→ **Short task**
Please change "a single line" to "one line" in everything from the line with "Objective — one point per instance of the grassy" down to the line with "[[118, 145], [146, 145]]", leaving all else as it stands, and give back only those lines.

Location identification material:
◇ ◇ ◇ ◇

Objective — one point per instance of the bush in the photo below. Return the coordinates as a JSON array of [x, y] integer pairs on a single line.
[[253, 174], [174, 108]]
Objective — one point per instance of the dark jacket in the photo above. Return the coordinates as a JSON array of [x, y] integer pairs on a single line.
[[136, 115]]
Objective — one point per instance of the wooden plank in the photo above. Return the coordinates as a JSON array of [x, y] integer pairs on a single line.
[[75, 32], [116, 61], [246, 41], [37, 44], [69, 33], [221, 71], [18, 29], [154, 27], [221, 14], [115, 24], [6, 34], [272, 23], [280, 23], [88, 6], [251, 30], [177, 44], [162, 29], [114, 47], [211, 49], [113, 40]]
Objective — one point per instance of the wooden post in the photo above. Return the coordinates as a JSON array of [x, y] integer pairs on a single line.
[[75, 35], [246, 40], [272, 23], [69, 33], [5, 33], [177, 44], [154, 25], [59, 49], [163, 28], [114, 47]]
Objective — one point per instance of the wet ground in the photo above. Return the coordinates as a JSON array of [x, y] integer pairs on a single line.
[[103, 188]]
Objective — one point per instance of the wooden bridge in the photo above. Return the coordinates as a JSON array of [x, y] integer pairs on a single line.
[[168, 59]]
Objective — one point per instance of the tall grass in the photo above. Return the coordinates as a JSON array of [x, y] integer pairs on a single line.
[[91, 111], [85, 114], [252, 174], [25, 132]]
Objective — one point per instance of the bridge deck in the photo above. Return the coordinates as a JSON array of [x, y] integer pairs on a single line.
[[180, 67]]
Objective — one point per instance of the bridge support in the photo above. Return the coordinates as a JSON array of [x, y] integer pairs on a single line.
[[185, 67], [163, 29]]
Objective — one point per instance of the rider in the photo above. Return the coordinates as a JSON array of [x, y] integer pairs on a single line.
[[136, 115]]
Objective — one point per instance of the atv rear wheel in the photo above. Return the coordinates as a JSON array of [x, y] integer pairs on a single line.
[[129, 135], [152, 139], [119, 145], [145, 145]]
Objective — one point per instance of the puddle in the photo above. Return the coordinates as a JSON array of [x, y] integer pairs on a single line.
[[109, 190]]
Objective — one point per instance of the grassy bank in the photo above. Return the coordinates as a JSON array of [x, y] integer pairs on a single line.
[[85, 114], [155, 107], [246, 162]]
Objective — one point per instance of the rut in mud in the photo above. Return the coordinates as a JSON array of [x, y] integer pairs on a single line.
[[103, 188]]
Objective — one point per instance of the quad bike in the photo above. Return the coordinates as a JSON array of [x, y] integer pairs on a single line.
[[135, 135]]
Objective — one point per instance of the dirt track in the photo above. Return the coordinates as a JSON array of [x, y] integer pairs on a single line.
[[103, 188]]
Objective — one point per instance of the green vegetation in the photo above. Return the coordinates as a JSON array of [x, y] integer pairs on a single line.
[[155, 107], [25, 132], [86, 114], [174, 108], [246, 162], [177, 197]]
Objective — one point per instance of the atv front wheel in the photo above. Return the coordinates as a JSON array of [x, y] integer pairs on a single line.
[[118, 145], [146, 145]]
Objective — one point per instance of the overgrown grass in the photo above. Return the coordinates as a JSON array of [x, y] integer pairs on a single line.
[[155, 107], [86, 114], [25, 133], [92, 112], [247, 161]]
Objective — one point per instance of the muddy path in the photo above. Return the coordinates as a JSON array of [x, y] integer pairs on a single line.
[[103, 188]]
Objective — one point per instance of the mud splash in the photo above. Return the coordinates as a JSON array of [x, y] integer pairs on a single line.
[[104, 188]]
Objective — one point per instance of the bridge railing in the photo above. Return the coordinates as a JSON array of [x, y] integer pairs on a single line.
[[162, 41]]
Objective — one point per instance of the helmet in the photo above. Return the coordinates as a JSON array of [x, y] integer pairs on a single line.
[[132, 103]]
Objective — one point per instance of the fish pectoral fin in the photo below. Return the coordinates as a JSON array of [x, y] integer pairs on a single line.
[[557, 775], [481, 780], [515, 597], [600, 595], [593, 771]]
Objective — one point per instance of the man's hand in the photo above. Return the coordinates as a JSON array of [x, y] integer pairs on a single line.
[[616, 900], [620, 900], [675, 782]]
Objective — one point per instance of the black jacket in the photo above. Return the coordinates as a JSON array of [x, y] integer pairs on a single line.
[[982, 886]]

◇ ◇ ◇ ◇

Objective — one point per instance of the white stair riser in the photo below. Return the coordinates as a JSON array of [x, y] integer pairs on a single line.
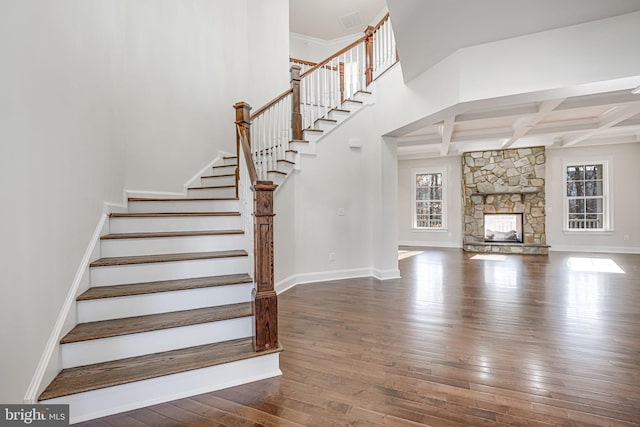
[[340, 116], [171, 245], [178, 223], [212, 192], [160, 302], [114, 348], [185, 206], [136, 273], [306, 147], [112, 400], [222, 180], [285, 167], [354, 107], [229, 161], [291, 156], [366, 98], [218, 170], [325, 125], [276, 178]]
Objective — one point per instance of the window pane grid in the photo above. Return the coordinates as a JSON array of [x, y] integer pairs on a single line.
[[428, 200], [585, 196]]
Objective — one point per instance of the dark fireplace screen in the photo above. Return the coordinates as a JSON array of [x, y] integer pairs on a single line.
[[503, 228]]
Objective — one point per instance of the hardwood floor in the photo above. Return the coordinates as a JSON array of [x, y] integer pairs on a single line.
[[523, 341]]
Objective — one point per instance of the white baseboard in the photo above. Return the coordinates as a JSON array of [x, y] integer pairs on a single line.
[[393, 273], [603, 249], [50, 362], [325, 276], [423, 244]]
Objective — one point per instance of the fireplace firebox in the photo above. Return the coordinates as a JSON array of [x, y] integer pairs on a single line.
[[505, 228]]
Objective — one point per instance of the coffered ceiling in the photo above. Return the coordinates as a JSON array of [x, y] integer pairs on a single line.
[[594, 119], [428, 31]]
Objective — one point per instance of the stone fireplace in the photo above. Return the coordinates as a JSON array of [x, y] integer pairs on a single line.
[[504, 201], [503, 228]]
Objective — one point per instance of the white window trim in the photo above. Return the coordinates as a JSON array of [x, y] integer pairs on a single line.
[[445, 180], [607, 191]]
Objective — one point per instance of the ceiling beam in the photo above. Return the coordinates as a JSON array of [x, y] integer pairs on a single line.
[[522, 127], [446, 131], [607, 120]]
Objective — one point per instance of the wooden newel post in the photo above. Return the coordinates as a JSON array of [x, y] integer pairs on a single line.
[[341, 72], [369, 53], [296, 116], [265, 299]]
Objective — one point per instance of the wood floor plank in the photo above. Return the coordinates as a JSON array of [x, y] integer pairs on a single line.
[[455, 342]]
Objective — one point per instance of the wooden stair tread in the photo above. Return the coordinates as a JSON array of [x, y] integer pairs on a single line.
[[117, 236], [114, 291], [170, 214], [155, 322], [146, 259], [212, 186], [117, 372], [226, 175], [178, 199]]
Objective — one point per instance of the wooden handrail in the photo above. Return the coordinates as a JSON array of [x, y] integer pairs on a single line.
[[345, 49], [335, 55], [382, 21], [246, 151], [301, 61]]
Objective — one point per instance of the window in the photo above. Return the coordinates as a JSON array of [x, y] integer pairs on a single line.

◇ ◇ ◇ ◇

→ **Answer for this exercise**
Objective — one point per instance of the grassy bank in the photo above. Return the coordinates as a JSON array of [x, y] integer pairs on one line.
[[85, 114], [155, 107], [246, 162]]
Objective — one point per instance of the rut in mud in the photo above. Return the coordinates as a JSON array of [x, y] integer pairs on one line.
[[103, 188]]
Objective — one point per instance of the quad bike in the photo above. Return the coordinates as a JSON array of [x, y] integer pairs on one line.
[[135, 135]]
Objective — one point per instance of the dirt track in the photo above. Return the coordinates as a JSON array of [x, y] integer pairs on one line.
[[103, 188]]
Objective — one point per instance of the green vegetation in the photo above. Return the coordinates as a JSON array of [x, y] integer pairs on one line.
[[155, 107], [25, 132], [86, 114], [174, 108], [246, 162], [177, 197]]
Objective — one point per instance of the atv front wheel in the photo above. Return the coordinates as a JSON array of [x, y] integer pairs on one line.
[[118, 145], [146, 145]]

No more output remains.